4.000 PMA par an au Maroc !
Le coût des solutions alternatives de procréation reste dissuasif. Ce qui explique la faiblesse du nombre de PMA recensées annuellement au Maroc. à peine 4.000 interventions sont effectuées dans les 14 centres de PMA, dont quatre seulement sont publics. La présidente de l’AMAPM appelle à «l’ouverture d’autres centres publics, car ils permettront, de par leurs tarifs, de traiter un plus grand nombre de couples. Le coût pratiqué dans le public est en effet 15% moins élevé que dans le privé». Tout comme elle appelle à une prise en charge par les compagnies privées d’assurance. «Un dossier qui n’est pas à l’ordre du jour à notre niveau», rétorque une source de la Fédération marocaine des sociétés d’assurance et de réassurances (FMSAR).

-------

* [ACTIVITÉ 1]
Répondez aux questions suivantes à partir de l'extrait.
(a) Combien de centres de PMA compte le Maroc, et combien d'entre eux sont publics ?
(b) De quel pourcentage le coût pratiqué dans le public est-il moins élevé que dans le privé ?
(c) Quelle fédération affirme que la prise en charge par les assurances n'est pas à l'ordre du jour ?
* [ACTIVITÉ 2] Traduisez en anglais cette phrase de l'extrait : « Le coût des solutions alternatives de procréation reste dissuasif. »

* [Extraits de données]
-------

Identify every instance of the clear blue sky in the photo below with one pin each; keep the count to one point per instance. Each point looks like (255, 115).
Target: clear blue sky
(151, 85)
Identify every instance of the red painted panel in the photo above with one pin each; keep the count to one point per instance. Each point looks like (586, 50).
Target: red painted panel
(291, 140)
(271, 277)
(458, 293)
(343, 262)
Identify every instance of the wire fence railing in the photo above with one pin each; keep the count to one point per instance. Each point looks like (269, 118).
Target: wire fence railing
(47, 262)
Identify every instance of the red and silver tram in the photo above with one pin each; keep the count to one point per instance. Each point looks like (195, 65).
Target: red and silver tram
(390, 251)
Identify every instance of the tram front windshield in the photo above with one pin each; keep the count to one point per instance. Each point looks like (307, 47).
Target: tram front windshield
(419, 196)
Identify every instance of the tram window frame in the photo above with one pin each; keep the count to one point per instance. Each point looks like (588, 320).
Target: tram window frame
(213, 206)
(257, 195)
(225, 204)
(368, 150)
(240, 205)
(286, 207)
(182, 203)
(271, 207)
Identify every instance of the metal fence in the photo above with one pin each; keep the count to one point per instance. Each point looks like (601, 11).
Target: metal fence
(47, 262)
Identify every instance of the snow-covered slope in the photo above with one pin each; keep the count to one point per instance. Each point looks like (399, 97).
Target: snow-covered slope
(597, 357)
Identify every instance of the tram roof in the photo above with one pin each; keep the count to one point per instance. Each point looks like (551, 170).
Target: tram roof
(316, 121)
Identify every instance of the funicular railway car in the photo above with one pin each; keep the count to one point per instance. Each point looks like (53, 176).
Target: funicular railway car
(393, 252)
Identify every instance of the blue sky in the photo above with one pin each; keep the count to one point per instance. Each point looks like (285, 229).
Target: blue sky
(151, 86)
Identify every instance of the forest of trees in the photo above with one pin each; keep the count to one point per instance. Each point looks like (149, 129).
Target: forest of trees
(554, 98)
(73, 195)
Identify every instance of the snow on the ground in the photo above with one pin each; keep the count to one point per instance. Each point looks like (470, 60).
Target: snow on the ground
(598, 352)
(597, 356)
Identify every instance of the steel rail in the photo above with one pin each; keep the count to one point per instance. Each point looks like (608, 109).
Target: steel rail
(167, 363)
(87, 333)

-------

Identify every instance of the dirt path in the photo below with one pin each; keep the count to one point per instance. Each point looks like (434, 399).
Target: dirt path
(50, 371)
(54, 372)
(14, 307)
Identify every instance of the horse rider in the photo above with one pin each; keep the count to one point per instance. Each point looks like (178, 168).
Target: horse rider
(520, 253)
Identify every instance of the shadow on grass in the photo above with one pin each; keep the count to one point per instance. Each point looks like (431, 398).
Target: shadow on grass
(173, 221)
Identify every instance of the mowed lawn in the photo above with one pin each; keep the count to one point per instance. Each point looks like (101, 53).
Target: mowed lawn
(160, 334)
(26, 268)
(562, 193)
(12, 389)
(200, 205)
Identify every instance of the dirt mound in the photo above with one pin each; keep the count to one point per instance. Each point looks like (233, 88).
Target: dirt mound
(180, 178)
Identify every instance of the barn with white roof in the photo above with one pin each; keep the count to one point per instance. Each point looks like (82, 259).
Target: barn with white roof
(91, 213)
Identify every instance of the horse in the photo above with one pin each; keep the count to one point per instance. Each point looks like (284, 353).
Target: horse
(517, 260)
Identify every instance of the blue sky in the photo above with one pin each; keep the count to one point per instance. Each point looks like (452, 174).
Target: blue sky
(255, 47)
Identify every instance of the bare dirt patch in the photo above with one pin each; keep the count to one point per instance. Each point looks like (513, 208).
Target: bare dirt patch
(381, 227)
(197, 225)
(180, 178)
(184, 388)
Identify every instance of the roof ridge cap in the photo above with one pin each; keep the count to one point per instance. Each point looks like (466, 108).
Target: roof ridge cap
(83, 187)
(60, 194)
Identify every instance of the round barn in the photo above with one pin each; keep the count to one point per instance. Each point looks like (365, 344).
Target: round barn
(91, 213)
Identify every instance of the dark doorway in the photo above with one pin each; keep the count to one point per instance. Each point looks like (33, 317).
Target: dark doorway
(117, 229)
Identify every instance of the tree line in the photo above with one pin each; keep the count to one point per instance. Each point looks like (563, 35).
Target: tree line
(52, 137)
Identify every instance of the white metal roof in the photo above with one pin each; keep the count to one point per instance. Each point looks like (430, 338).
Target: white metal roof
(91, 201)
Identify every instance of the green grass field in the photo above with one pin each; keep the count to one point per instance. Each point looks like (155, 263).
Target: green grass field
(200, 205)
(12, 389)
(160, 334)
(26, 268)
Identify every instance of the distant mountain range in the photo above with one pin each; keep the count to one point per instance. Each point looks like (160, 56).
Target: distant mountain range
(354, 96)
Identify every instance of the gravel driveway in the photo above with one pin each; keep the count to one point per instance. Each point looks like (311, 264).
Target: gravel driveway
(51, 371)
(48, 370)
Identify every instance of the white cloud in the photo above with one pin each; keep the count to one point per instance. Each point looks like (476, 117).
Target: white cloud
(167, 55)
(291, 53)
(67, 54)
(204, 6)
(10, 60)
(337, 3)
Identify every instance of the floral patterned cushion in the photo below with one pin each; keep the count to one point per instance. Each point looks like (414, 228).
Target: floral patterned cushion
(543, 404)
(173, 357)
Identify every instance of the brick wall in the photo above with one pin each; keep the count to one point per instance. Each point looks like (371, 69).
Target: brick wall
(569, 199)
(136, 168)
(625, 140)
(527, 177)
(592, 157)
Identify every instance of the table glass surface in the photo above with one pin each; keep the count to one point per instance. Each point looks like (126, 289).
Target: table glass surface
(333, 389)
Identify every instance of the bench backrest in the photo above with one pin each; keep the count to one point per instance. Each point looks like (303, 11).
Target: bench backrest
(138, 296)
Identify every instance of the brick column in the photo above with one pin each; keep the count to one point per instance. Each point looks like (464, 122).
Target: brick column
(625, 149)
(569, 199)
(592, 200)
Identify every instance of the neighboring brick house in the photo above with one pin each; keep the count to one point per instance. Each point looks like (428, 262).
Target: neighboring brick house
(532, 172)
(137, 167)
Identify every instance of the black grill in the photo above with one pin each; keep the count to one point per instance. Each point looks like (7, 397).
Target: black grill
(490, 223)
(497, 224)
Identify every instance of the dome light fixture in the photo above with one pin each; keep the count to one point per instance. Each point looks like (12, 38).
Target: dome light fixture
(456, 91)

-------

* [CORRIGÉ 1]
(a) Le Maroc compte 14 centres de PMA, dont quatre seulement sont publics.
(b) Le coût dans le public est 15 % moins élevé que dans le privé.
(c) C'est la Fédération marocaine des sociétés d'assurance et de réassurances (FMSAR).

* [CORRIGÉ 2] The cost of alternative reproductive solutions remains prohibitive.